*What is needed:*
Scan the data below and give the number of lines that include the word "stalk", with no other words.

Exercise input Start Marker

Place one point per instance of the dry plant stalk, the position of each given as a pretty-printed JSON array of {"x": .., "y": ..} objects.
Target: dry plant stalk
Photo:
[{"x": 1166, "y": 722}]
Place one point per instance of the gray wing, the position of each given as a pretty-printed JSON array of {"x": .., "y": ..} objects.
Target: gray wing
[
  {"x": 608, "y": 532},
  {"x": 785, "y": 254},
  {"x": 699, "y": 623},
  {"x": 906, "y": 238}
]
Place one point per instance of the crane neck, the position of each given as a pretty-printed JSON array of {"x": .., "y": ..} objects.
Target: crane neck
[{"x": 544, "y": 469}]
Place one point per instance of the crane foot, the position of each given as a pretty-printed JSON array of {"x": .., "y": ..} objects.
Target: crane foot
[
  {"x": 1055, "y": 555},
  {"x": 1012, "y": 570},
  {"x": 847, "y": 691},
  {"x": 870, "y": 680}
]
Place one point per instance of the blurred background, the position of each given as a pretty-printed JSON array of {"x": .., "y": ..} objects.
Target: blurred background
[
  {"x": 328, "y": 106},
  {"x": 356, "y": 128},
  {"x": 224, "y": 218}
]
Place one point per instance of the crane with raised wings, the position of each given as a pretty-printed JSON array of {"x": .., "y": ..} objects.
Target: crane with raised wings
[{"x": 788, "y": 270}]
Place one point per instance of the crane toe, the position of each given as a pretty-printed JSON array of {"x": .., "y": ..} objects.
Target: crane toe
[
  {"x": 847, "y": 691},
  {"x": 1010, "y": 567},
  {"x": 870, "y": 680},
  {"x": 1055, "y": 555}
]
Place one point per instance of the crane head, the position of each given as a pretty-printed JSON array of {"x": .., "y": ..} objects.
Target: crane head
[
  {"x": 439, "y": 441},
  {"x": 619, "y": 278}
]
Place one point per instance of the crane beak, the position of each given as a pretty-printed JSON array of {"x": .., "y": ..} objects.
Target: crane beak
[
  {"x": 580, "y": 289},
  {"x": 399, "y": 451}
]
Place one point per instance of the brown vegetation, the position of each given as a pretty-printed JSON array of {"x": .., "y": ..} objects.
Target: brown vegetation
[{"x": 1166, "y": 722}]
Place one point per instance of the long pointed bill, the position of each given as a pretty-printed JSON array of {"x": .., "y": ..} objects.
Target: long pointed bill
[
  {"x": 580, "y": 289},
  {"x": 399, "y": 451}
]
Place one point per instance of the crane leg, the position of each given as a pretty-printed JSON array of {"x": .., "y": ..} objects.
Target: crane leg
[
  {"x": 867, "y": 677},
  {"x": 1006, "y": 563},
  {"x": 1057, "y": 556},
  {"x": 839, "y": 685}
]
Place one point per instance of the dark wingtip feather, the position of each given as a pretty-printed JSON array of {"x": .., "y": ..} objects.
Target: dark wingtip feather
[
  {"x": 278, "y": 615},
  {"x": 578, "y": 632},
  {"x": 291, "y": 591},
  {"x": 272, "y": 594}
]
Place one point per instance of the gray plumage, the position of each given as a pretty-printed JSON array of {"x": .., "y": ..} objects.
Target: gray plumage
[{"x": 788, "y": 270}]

Exercise input End Marker

*Response to the exercise:*
2